• 任务指令
照抄下面所给文段中的一部分：从“目前,在网上大部分实现手势识”开始，一直到“干扰能力较强的手势识别算法。”为止，末尾这几个字也要包括在内。

• 所给文段
::::
目前,在网上大部分实现手势识别的算法,都是基于肤色检测和凸包检测。此算法虽然运算速度较快,但最大的弊端就是对手势背景要求较高(也就是说只要背景有跟皮肤类似的颜色出现,就很难将手势分割出来),抗干扰能力较差,且人体其他部位(如头部)对算法实现的影响也比较大。基于此,本文主要采取openpose中手部20个关键点检测,通过比较各个关键点之间的位置关系,来实现精度较高、抗干扰能力较强的手势识别算法。

openpose关键点检测效果如图:

手部20个关键点检测

其算法原理以识别“手势1”和“手势5”为例:

图1  手势1
图2  手势5

第一步:以每个手指第一个关节点(序号3、7、11、15、19)和手掌根部点(序号0)为边界,通过cv2.minEnclosingCircle()函数拟合一个检测圆(图上蓝色圆);

第二步:分别计算每个手指最外侧点(序号4、8、12、16、20,分别对应大拇指、食指、中指、无名指、小拇指的最外侧)与检测圆(图上蓝色圆)的距离;

第三步:根据5个距离的情况组合,来判断手势的类型。若只有8号检测点在圆圈的外部(表示食指是竖起来的),4号、12号、16号、20号检测点均在圆圈的内部(表示其余四个指头是握着的),则为“手势1”,图1右上角显示检测的结果“this is one”;若4、8、12、16、20号监测点均在圆圈外(表示5个手指全部伸直)则为“手势5”,图2右上角显示检测的结果“this is five”。
::::
• 提取条目
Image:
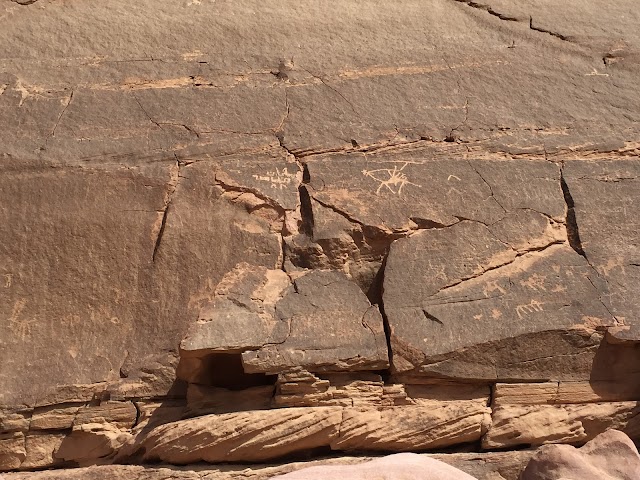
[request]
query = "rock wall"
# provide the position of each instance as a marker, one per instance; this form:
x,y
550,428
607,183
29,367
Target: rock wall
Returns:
x,y
257,232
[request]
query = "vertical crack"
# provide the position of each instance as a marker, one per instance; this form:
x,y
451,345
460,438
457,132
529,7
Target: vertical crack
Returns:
x,y
573,233
306,207
171,188
156,247
64,110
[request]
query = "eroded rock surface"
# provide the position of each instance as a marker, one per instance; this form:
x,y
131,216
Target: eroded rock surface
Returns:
x,y
236,231
609,455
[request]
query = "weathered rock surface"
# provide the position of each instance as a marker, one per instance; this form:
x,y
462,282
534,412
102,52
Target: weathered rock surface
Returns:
x,y
610,455
539,424
267,434
518,321
484,466
407,466
249,436
378,211
320,321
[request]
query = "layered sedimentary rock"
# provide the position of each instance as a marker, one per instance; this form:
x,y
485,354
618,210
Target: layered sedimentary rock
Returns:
x,y
237,232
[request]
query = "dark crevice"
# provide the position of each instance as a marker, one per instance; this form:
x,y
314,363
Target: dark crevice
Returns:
x,y
573,234
156,247
488,9
375,295
549,32
138,414
306,212
427,224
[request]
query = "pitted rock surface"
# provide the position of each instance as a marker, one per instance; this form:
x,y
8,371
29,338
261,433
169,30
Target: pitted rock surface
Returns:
x,y
248,231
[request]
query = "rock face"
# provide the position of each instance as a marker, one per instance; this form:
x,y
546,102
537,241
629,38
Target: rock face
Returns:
x,y
400,466
250,232
609,455
320,321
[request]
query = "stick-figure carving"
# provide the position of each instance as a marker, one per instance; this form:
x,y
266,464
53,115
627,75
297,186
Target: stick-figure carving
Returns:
x,y
395,179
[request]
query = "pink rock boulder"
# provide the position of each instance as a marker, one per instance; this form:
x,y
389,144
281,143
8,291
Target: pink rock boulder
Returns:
x,y
609,456
402,466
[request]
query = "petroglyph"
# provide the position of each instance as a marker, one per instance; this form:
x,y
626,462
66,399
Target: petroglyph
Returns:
x,y
394,179
278,178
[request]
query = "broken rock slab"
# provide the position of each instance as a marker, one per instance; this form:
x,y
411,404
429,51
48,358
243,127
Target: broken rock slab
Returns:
x,y
483,466
320,320
610,455
260,435
242,436
604,197
516,425
483,305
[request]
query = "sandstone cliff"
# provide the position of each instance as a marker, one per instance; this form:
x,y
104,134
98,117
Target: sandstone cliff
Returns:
x,y
268,231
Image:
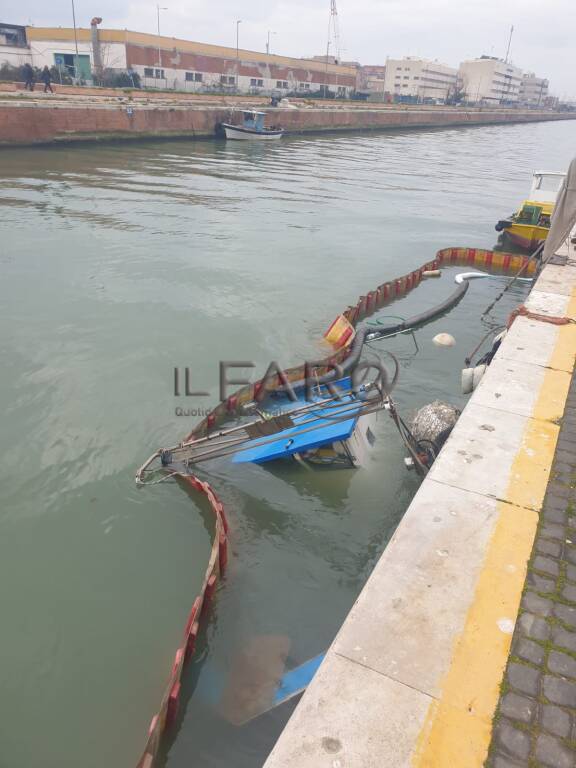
::::
• 本题回答
目前,在网上大部分实现手势识别的算法,都是基于肤色检测和凸包检测。此算法虽然运算速度较快,但最大的弊端就是对手势背景要求较高(也就是说只要背景有跟皮肤类似的颜色出现,就很难将手势分割出来),抗干扰能力较差,且人体其他部位(如头部)对算法实现的影响也比较大。基于此,本文主要采取openpose中手部20个关键点检测,通过比较各个关键点之间的位置关系,来实现精度较高、抗干扰能力较强的手势识别算法。